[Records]
==*==

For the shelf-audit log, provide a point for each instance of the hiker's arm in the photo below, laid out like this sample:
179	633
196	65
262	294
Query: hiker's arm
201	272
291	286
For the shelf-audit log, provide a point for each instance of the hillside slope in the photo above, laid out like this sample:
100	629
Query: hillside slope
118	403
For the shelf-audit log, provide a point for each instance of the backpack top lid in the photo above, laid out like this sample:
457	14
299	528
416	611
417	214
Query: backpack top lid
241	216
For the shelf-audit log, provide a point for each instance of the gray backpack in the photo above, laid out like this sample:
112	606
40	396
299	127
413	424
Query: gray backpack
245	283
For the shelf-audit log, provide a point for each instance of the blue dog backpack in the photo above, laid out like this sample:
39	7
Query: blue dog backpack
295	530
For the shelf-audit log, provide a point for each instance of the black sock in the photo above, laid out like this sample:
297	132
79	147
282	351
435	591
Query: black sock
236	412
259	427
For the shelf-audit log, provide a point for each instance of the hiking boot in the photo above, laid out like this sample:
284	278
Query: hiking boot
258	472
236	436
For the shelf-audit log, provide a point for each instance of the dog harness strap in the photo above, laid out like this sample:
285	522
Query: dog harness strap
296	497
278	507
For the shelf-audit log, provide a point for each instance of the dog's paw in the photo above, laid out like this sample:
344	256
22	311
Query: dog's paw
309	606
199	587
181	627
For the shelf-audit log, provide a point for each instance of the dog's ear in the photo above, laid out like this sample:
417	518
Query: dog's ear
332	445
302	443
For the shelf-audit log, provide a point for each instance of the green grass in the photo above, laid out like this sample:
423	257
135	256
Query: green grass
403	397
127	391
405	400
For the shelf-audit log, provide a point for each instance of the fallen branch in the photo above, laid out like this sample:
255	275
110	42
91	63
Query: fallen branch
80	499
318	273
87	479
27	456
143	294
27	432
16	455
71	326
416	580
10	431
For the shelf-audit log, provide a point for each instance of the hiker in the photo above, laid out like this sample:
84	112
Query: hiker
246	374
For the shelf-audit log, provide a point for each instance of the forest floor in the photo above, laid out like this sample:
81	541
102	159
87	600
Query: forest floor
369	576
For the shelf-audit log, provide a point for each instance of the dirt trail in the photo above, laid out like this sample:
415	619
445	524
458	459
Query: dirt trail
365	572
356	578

==*==

**WHAT TO WORK ON**
Render every line of the records above as a Markdown table with two columns, Row for the row number and Line for the line itself. Omit blank lines.

**SOLUTION TO THE EXERCISE**
| Row | Line |
|---|---|
| 1 | For the shelf-audit log, provide a point for each instance of the hiker's arm in the photo below, laid out like this sample: |
| 2 | 179	633 |
| 3 | 196	65 |
| 4 | 262	294 |
| 5 | Query: hiker's arm |
| 6 | 201	272 |
| 7 | 291	286 |
| 8 | For the shelf-audit log, provide a point for each instance of the hillside slope in the photo above, laid out like this sample: |
| 9 | 100	629 |
| 10 | Query: hillside slope |
| 11 | 118	403 |
| 12 | For the shelf-audit log, provide a point for each instance of the backpack top lid in the photo above, laid out like this sample: |
| 13 | 457	14 |
| 14 | 299	528 |
| 15 | 416	611 |
| 16 | 417	214 |
| 17 | Query: backpack top lid |
| 18 | 241	216 |
| 19 | For the shelf-audit log, provide a point for each instance of the gray backpack in the photo above, laid out like this sample: |
| 20 | 112	606 |
| 21 | 40	396 |
| 22 | 299	127 |
| 23 | 413	424 |
| 24 | Query: gray backpack |
| 25 | 245	283 |
| 26 | For the shelf-audit log, provide a point for each instance of the blue dog backpack in the photo above, laid out like this sample: |
| 27 | 39	7 |
| 28 | Query: blue dog backpack |
| 29 | 295	530 |
| 30 | For the shelf-audit log, provide a point for each instance of the black sock in the photo above, laid out like this sample: |
| 31 | 297	132 |
| 32 | 79	147 |
| 33 | 282	351 |
| 34 | 435	591 |
| 35 | Query: black sock |
| 36 | 236	412 |
| 37 | 259	427 |
| 38 | For the shelf-audit log, provide a point for each instance of the hiking boot in the photo above, laid out like this sample: |
| 39 | 284	278 |
| 40 | Query: hiking boot |
| 41 | 258	472 |
| 42 | 236	436 |
| 43 | For the shelf-audit log, provide a point for each instance of the dog harness strap in the photo above, laid out like this sample: |
| 44 | 285	522 |
| 45 | Query: dog harness strap |
| 46 | 296	497 |
| 47 | 278	507 |
| 48 | For the shelf-audit log, provide a point for each instance of the dog's paw in the photo above, laid out like this sample: |
| 49 | 344	256 |
| 50 | 22	311 |
| 51 | Query: dog's paw |
| 52 | 309	606 |
| 53 | 199	587 |
| 54 | 181	627 |
| 55 | For the shelf-audit log, provide a point for each instance of the dog's ear in the photo above, laid out like this sample: |
| 56 | 417	518 |
| 57 | Query: dog's ear |
| 58 | 332	445 |
| 59 | 302	443 |
| 60 | For the shelf-audit log, provide a point for each instance of the green grass in the photo above, laid out like this sample: |
| 61 | 423	257 |
| 62 | 135	256 |
| 63 | Query: green grass |
| 64 | 403	397 |
| 65 | 127	391 |
| 66 | 405	400 |
| 67 | For the shelf-audit log, provide a point for each instance of the fallen branch in the photo above, laid out like this sample: |
| 68 | 255	275 |
| 69 | 110	42 |
| 70 | 91	63 |
| 71 | Query: fallen branch |
| 72 | 80	499 |
| 73 | 318	273 |
| 74 | 87	479 |
| 75 | 27	456 |
| 76 | 143	294 |
| 77 | 27	432 |
| 78 | 16	455 |
| 79 | 71	326 |
| 80 | 416	580 |
| 81 | 10	431 |
| 82 | For the shelf-audit log, provide a point for each instance of the hiker in the photo above, laid out like this sample: |
| 83 | 84	112 |
| 84 | Query: hiker |
| 85 | 246	374 |
| 86 | For the shelf-audit log, provide a point for each instance of the forest floor in the photo above, laid out like this sample: |
| 87 | 81	541 |
| 88 | 102	159 |
| 89 | 87	600 |
| 90 | Query: forest floor |
| 91 | 369	576 |
| 92 | For the shelf-audit log, provide a point for each instance of the dirt trail in the photo above, laid out like this sample: |
| 93 | 415	619 |
| 94 | 445	524 |
| 95 | 458	459 |
| 96 | Query: dirt trail |
| 97 | 365	572 |
| 98 | 356	578 |